◆ Texte d'étude
..............................

La justice tunisienne a estimé que le pays serait plus sûr si le président de l’ordre des médecins vétérinaires, Ahmed Rejeb, était placé en détention. Le médecin a eu le malheur de faire une déclaration à la presse relatant certaines revendications de la corporation qu’il représente. Il a tout de suite fait l’objet d’une plainte de la part du ministre de l’Agriculture, Abdelmonem Belati, sur la base du fameux décret 54, décidément fait à la mesure de nos ministres. Le ministre estime que Ahmed Rejeb a propagé de fausses informations susceptibles de nuire à autrui.
Pourtant, le président de l’ordre des médecins vétérinaires n’a fait qu’alerter sur les dangers de la non-vaccination en citant un nombre de maladies qui existent déjà dans notre pays. Il a également demandé que les tarifs pratiqués soient révisés à la hausse pour que le vétérinaire s’y retrouve et ne participe aux campagnes de vaccination sur sa propre caisse.
Personne, ni parmi les vétérinaires, ni parmi les professionnels de la presse, n’a trouvé quelque chose à redire sur l’article ou n’y a décelé la moindre attaque visant la personne du ministre. Encore une fois, il s’agit du président d’un ordre qui exprime les revendications du secteur qu’il représente, ni plus ni moins. Cela a suffi aux services de l’agriculture pour déclencher une plainte. Nous aurions pu penser que le ministre et ses équipes seraient bien trop occupés avec les problèmes d’eau et de coupures, des filières agricoles qui périclitent, des prix qui atteignent des niveaux inédits, de la problématique des fourrages et autres sujets sérieux. Toutefois, ils ont quand même trouvé le temps pour aller déposer plainte.

..............................

◆ Entrées de données enregistrées
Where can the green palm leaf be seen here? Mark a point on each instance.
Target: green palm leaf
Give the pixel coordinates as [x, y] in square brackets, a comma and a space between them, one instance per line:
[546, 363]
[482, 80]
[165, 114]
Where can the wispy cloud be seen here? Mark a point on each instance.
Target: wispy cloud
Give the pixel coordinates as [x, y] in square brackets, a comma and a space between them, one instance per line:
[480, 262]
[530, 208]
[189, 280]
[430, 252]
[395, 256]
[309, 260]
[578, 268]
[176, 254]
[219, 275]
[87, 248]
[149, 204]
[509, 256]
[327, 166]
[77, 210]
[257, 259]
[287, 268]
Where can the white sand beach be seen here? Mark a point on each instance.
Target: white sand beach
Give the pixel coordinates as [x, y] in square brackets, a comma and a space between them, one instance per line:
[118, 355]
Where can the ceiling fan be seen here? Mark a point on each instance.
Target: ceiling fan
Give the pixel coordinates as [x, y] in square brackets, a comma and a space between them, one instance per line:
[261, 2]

..............................

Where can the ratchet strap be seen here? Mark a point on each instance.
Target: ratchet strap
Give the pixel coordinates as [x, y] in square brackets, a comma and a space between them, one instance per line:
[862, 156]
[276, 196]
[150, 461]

..............................

◆ Exercice A
D'après le texte sur la plainte visant Ahmed Rejeb, de quels problèmes précis le ministre et ses équipes auraient-ils pu être trop occupés ?
◆ Exercice B
Recopiez le passage du texte sur la plainte visant Ahmed Rejeb qui commence par « Personne, ni parmi » et se poursuit jusqu'à « aller déposer plainte. ».
Ces données n'ont aucun rapport avec le texte.

◆ Réponse A
- les problèmes d'eau et de coupures
- les filières agricoles qui périclitent
- les prix qui atteignent des niveaux inédits
- la problématique des fourrages

◆ Réponse B
Personne, ni parmi les vétérinaires, ni parmi les professionnels de la presse, n’a trouvé quelque chose à redire sur l’article ou n’y a décelé la moindre attaque visant la personne du ministre. Encore une fois, il s’agit du président d’un ordre qui exprime les revendications du secteur qu’il représente, ni plus ni moins. Cela a suffi aux services de l’agriculture pour déclencher une plainte. Nous aurions pu penser que le ministre et ses équipes seraient bien trop occupés avec les problèmes d’eau et de coupures, des filières agricoles qui périclitent, des prix qui atteignent des niveaux inédits, de la problématique des fourrages et autres sujets sérieux. Toutefois, ils ont quand même trouvé le temps pour aller déposer plainte.